[Required task]
Rewrite the entries below, starting with the line containing "Accessibility service: describe the position of every leaf" and going on through the end of the entries, with the requests kept unchanged. Offset every bounding-box coordinate in the outputs by -87.

-------- Material for the task --------

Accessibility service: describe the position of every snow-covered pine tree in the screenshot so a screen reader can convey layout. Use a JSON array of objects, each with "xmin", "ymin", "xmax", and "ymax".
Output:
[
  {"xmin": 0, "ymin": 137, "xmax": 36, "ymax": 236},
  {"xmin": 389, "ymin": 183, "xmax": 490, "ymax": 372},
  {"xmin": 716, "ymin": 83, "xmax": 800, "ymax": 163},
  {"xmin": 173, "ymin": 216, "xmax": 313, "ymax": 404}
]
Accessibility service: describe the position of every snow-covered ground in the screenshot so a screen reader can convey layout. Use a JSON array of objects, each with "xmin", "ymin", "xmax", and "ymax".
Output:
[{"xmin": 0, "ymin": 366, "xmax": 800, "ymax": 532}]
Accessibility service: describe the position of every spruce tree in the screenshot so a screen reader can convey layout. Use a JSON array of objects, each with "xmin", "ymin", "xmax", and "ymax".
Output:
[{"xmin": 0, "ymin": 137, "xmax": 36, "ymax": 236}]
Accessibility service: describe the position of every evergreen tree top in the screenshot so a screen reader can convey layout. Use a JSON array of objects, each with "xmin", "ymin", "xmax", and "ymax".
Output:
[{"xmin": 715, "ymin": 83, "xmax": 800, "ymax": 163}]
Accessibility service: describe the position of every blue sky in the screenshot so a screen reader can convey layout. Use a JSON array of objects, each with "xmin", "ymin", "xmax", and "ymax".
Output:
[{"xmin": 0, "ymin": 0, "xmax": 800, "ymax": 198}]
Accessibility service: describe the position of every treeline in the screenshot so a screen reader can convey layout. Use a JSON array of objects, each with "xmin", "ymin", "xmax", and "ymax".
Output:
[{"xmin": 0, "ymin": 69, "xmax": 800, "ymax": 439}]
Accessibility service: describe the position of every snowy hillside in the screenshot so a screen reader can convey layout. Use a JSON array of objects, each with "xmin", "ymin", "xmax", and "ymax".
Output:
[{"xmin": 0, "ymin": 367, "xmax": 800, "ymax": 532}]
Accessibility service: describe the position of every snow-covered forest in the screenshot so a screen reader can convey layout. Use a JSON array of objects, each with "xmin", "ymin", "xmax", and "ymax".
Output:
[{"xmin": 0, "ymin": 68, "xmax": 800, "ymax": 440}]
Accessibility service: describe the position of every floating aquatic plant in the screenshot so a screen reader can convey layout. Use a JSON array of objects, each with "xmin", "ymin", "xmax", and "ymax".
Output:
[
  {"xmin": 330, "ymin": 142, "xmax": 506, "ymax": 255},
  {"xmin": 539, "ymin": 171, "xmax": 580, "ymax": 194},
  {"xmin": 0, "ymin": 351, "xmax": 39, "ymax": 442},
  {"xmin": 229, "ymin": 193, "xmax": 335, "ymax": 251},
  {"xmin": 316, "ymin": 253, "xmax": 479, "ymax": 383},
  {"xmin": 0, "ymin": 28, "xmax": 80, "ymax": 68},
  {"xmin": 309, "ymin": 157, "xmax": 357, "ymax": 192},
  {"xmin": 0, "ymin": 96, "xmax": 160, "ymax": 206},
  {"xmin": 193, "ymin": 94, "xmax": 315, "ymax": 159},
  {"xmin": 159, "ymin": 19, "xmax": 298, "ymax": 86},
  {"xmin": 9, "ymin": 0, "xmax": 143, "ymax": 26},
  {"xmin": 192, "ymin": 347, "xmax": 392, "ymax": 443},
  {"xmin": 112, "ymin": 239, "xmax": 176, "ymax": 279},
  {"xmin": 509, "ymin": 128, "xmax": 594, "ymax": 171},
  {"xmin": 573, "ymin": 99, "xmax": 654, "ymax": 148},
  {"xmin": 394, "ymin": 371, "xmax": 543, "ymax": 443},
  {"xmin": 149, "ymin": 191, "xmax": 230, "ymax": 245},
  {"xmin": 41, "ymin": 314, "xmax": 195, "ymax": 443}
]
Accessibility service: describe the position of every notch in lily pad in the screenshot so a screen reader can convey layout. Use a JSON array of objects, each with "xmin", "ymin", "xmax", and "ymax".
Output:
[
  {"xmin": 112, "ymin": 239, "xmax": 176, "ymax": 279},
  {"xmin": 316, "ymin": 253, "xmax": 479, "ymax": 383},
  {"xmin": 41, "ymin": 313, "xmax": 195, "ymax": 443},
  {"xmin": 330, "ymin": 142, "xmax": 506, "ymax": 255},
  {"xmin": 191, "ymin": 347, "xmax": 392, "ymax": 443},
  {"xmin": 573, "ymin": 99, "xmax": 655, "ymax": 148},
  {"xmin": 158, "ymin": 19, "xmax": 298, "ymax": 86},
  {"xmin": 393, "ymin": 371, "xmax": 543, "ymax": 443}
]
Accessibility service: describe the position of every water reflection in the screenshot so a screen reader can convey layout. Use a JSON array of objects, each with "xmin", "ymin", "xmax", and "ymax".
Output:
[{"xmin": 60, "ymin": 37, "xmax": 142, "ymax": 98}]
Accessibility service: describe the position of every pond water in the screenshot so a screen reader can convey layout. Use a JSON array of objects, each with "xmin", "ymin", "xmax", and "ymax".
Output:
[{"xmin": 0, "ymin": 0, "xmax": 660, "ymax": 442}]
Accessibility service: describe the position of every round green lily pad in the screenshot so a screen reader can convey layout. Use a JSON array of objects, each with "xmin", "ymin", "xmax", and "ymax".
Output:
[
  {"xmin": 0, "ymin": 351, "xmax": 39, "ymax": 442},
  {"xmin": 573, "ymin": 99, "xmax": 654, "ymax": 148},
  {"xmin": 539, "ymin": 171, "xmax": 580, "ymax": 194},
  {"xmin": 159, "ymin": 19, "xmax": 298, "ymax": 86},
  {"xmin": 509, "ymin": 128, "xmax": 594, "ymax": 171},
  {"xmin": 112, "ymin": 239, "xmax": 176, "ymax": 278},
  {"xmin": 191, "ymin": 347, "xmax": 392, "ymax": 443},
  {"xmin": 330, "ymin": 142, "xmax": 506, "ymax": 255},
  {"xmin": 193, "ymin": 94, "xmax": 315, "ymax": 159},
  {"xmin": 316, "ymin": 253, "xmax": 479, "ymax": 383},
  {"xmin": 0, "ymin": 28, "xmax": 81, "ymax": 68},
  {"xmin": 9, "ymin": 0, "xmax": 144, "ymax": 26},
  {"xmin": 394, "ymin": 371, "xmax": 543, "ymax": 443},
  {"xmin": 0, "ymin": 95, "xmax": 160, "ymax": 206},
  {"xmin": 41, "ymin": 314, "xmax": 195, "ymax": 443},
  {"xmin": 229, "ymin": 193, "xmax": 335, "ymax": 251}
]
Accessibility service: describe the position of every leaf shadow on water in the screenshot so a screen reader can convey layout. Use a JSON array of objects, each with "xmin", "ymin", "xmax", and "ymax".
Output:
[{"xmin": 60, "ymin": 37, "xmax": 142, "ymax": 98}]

--------

[Solved problem]
Accessibility service: describe the position of every leaf shadow on water in the screenshot so a screen reader can convey layout. Use a JSON array of objects, each with "xmin", "ymin", "xmax", and "ymax".
Output:
[{"xmin": -27, "ymin": -50, "xmax": 55, "ymax": 11}]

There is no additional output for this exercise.